Urapan with green beans, spinach and cabbage
Earlier, I’ve made Beb’s Urapan #I and I loved this delicious Indonesian salad. This is her Urapan #II and this is maybe even better than #1. This Indonesian salad is covered in a warm dressing of coconut cream and grated coconut. The sambal trassi, the kencur powder and the lemon leaves (jeruk purut or kaffir lime leaves) give this dressing its special intense umami and fresh flavor.
The large amount of different vegetables in this dish makes this urapan packed with fibers and minerals.
A few things are unclear in Beb’s recipe though. In every other recipe she uses the old Dutch word ‘princess beans’ to indicate green beans. This recipe says to use ‘beans’. I do not think she means white or brown beans, because they are not cooked fast like the rest. I assume that it must be green beans.
Also, there is a strange ingredient in the ingredients herbs list. It says: ‘200 grams of cabbage (green, white, savoy or cauliflower)’. I do not think that this is meant to be there. In the next recipe on the same page, this ingredient is listed for Pecel. I think it accidentally ended up in this recipe.
Urapan II # 449 from Beb Vuyk Groot Indonesisch Kookboek, page 361.
Ingredients
- 100 grams of beans
- 100 grams of grated coconut
- 100 grams of endive
- 2 tablespoons of shredded santen (coconut cream)
- 200 grams of spinach
- 100 bean sprouts
- 100 grams of cabbage
- 1/2 dl water
Herbs
- 2 tablespoons of chopped onions
- 1 chopped clove of garlic
- 1 teaspoon of sambal terasi
- 1/2 teaspoon kencur
- 200 grams of cabbage (green, white, savoy or cauliflower)
- 1 kaffir lime leave
- salt
- Rub onions, garlic, sambal, kencur and salt into a paste.
- Bring the water to the boil, add the coconut cream and the spices.
- Let it cook until it starts to thicken and then stir in the coconut flour.
- In the meantime, cook the vegetables half-done with salt, except for the bean sprouts, which are only rinsed with boiling water.
- Mix the drained vegetables with the sauce.
I did not feel like eating endive today, that’s why I add extra pointed cabbage. Pointed cabbage is so tender and sweet in taste, that fits well with this urapan.

# Aim a
In the urapan recipe, what does the writer add in place of the endive?

# Excerpted records
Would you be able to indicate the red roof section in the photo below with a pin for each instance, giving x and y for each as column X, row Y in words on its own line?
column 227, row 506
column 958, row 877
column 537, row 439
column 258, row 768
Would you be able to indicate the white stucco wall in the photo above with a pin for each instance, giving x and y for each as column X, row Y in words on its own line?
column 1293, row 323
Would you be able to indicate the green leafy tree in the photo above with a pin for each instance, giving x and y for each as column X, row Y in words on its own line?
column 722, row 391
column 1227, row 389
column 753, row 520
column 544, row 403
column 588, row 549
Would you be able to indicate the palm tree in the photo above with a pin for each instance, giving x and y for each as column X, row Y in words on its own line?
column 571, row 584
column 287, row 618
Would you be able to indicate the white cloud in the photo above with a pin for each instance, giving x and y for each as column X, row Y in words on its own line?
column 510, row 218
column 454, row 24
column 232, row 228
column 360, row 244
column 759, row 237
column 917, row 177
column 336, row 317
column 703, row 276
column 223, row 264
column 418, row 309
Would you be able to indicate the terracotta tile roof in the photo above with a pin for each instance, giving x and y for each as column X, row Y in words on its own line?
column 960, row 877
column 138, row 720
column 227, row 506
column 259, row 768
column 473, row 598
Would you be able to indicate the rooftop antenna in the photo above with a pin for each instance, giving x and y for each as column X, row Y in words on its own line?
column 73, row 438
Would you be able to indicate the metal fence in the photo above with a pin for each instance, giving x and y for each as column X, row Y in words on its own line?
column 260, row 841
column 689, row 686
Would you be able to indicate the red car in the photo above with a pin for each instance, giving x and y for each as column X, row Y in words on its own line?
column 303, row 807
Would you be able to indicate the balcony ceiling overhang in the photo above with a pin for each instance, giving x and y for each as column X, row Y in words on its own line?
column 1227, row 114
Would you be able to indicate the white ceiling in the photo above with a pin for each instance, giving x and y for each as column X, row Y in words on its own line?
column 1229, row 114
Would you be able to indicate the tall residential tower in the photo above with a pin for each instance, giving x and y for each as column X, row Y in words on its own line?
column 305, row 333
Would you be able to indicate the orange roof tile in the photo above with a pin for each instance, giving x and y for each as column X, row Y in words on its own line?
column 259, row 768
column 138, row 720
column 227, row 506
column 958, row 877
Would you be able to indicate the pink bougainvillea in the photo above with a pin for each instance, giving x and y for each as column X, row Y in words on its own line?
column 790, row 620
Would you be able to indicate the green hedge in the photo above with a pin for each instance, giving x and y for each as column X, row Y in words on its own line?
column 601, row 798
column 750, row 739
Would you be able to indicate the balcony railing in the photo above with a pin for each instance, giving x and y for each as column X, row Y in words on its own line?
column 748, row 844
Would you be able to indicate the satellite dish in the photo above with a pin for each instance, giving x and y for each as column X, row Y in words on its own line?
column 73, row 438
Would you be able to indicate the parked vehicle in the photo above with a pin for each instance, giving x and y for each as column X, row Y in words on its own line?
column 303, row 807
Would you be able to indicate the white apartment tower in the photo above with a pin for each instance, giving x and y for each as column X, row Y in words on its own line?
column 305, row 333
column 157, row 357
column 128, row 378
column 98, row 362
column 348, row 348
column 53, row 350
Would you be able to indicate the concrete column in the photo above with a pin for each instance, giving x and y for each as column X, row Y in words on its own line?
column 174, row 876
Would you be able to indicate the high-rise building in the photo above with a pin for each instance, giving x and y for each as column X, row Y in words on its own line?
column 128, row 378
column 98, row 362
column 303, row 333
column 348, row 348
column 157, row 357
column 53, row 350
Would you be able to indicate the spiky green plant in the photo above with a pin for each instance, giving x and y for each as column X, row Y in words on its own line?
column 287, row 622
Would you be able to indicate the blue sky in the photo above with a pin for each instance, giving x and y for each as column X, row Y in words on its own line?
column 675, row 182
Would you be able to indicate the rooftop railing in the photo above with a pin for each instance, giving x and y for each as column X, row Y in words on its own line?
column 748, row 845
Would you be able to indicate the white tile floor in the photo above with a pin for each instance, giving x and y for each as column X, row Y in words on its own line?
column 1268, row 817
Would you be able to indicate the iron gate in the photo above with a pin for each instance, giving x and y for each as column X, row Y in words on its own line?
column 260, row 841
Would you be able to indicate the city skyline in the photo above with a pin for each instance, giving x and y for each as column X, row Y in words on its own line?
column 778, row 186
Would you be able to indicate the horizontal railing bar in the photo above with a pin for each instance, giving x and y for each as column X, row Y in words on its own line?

# Aim b
Rewrite the rows starting with the line with "Would you be able to indicate the blue" and going on through the line with "column 748, row 845", putting "balcony railing" in place of "rooftop railing" and leaving everything else unchanged. Return only those lines.

# Reply a
Extra pointed cabbage.

# Reply b
Would you be able to indicate the blue sky in the photo above with a pin for each instance, giving x and y for each as column X, row Y in words on its own line?
column 675, row 182
Would you be able to indicate the balcony railing in the photo above with a pin for each instance, giving x and y for each as column X, row Y in words on its own line?
column 748, row 845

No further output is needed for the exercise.